Put the records starting at the line that contains "Where can the roof" and ending at the line that contains "<point>146,45</point>" into a two-column CSV with the columns input and output. Give one row per record, with its text in a quoted input field, its answer in a quoted output field, and line breaks turned into spaces.

--- BEGIN Data shown ---

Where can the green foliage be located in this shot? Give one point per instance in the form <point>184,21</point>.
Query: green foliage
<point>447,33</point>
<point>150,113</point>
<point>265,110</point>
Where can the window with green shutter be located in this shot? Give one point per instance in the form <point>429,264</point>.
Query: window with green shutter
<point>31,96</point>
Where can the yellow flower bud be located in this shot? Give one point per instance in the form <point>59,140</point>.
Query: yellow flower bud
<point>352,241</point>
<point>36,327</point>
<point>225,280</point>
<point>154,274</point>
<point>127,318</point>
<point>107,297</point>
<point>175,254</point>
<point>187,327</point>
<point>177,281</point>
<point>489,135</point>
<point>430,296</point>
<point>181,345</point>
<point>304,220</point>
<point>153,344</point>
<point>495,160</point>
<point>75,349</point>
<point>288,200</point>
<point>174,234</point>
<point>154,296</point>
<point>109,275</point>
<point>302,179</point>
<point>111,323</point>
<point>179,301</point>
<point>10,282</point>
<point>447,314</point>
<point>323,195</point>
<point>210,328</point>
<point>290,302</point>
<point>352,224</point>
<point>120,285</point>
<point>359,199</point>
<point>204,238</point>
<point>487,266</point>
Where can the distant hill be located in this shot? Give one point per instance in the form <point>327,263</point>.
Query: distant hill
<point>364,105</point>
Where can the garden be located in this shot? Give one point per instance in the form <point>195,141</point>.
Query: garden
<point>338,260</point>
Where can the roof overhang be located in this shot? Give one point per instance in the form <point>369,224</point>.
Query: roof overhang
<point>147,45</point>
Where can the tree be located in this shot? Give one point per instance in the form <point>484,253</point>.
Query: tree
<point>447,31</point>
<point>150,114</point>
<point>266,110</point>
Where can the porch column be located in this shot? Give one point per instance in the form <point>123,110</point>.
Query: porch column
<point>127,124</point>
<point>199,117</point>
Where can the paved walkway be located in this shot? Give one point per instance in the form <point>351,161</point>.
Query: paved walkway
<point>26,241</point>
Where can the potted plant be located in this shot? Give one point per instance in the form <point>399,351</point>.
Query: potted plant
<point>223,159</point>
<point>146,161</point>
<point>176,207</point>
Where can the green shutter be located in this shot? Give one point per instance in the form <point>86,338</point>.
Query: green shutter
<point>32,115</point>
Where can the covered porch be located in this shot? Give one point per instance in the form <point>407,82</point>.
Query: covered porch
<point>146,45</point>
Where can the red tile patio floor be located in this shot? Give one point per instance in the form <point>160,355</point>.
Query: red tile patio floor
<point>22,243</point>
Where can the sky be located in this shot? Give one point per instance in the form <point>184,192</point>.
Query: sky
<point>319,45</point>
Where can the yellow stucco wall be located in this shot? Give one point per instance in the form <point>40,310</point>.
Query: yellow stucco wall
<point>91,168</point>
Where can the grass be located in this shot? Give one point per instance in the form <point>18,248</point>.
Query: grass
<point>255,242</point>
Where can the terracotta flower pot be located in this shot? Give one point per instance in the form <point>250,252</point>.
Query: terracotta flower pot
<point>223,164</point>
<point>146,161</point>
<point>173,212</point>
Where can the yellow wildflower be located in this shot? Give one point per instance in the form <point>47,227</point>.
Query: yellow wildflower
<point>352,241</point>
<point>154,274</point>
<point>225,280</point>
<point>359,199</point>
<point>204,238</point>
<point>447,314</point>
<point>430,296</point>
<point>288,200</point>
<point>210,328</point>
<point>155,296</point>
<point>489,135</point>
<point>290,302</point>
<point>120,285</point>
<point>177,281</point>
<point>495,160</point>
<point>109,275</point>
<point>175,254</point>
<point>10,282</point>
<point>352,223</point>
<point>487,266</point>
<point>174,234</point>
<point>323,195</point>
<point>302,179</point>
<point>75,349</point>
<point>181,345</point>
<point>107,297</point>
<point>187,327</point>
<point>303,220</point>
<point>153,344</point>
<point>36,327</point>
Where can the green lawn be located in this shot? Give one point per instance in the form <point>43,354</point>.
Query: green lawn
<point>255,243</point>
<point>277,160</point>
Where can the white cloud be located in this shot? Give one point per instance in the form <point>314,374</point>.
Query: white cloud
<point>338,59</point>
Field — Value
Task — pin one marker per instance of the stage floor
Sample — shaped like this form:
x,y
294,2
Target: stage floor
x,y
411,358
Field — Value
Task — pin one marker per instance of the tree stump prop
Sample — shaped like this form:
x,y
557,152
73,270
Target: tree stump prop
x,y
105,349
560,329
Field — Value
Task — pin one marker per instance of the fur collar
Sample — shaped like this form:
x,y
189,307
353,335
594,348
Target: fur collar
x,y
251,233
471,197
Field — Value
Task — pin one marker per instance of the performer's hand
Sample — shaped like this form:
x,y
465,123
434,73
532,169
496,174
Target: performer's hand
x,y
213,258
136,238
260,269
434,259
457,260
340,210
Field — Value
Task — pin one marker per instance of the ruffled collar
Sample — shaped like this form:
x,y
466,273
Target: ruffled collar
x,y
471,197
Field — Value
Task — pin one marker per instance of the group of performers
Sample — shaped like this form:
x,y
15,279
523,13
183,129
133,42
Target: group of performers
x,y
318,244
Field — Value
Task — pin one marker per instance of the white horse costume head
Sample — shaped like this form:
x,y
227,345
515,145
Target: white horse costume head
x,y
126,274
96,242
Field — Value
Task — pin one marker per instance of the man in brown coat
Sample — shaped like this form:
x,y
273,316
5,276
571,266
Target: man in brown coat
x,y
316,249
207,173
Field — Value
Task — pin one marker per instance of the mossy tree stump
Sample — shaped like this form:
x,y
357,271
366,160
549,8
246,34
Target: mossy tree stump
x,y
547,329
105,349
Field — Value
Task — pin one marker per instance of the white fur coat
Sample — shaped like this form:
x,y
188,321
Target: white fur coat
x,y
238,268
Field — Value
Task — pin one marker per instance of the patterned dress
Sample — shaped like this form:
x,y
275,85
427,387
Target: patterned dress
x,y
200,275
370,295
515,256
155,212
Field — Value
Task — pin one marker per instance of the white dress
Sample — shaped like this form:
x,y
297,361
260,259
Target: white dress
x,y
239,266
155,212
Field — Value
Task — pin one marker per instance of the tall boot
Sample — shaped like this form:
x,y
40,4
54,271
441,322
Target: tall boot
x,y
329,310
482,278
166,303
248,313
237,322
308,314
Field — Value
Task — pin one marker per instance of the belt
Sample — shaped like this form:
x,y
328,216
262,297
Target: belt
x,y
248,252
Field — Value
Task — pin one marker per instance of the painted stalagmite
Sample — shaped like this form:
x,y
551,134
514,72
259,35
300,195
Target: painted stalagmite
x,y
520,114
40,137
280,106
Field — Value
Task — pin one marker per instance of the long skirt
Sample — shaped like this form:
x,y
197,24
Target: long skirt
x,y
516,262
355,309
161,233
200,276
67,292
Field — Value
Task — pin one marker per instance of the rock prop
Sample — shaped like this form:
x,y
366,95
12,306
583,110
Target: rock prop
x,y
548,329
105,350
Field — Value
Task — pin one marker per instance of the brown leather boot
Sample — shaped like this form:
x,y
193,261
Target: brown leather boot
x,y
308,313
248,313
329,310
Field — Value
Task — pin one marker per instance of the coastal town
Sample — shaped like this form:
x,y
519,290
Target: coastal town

--- END Data shown ---

### Correct answer
input,output
"Where can the roof overhang be located in this shot? Give one point per instance in the form <point>369,224</point>. Query: roof overhang","<point>147,45</point>"
"Where can the tree be located in this shot? Give one point per instance in the form <point>484,253</point>. Query: tree","<point>447,31</point> <point>150,114</point> <point>266,110</point>"
"Where can the porch column be located in this shot? Give one point per instance in the form <point>123,110</point>. Query: porch column","<point>127,124</point> <point>199,117</point>"
"Where can the paved walkway be located in this shot? Give one point per instance in the form <point>351,161</point>. Query: paved walkway","<point>26,241</point>"
"Where can the potted plant be located in this shot? Give one point per instance in the form <point>399,351</point>. Query: potted plant","<point>223,159</point> <point>146,161</point> <point>176,207</point>"
"Where can the green shutter be located in this shot? Give one point per instance in the form <point>86,338</point>. Query: green shutter","<point>32,115</point>"
"Where can the covered porch be located in this shot? Give one point per instance in the form <point>407,82</point>. Query: covered porch","<point>146,45</point>"